> LISTED ENTRIES
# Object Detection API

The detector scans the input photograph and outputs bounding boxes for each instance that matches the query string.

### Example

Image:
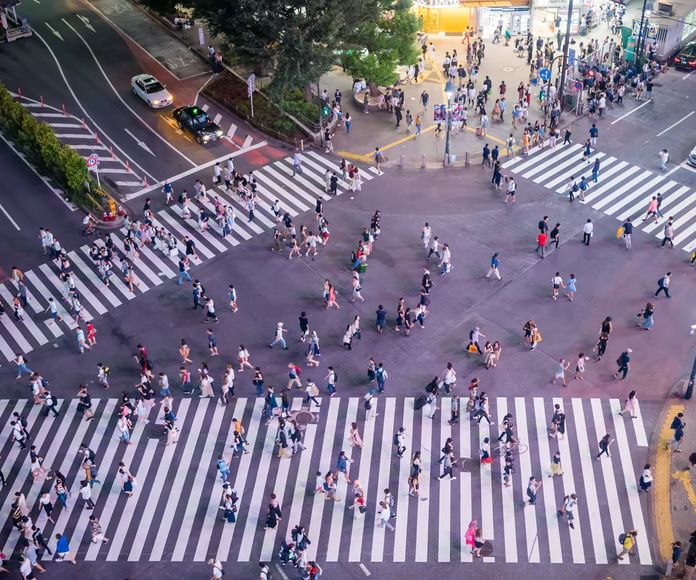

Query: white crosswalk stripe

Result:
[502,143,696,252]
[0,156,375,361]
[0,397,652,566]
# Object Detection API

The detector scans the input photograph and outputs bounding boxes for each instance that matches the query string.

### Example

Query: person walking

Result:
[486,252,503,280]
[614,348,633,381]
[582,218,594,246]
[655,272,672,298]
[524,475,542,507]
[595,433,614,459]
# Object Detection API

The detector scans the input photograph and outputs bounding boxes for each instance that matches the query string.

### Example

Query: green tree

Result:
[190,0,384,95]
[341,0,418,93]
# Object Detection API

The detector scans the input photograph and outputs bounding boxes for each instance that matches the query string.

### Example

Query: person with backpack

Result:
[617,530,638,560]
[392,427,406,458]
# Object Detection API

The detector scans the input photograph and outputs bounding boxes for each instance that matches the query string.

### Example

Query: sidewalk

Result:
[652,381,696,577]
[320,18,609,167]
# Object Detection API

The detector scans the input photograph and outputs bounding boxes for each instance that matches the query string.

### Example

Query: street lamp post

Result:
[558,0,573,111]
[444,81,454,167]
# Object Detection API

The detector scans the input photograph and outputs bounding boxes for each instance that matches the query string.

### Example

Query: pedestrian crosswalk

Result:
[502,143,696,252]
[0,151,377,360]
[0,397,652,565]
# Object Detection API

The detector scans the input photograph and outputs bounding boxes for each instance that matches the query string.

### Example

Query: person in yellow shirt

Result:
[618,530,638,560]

==

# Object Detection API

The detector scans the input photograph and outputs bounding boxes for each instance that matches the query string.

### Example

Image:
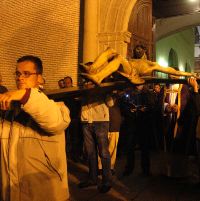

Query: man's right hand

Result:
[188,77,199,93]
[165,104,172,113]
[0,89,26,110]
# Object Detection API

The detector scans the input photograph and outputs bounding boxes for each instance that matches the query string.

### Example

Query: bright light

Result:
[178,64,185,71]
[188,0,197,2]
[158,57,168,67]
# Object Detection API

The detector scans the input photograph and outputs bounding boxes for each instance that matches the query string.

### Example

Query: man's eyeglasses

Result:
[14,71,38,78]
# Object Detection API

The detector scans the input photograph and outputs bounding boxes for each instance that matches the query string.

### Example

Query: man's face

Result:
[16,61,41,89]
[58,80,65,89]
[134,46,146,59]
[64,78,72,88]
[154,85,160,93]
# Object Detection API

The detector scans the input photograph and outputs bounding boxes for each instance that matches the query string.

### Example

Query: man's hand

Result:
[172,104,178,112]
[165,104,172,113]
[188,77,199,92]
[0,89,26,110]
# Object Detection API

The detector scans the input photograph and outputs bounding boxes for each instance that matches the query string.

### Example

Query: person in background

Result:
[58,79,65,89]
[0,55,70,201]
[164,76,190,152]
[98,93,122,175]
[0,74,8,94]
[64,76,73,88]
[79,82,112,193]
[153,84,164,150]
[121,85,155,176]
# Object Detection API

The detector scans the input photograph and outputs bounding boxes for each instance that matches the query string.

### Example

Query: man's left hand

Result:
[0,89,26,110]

> TASK INSTRUCTIONS
State how many lines of the items above contain the string "person", treating uppercase and lowercase as distinct. Reply with the number alone.

> TASK RESULT
4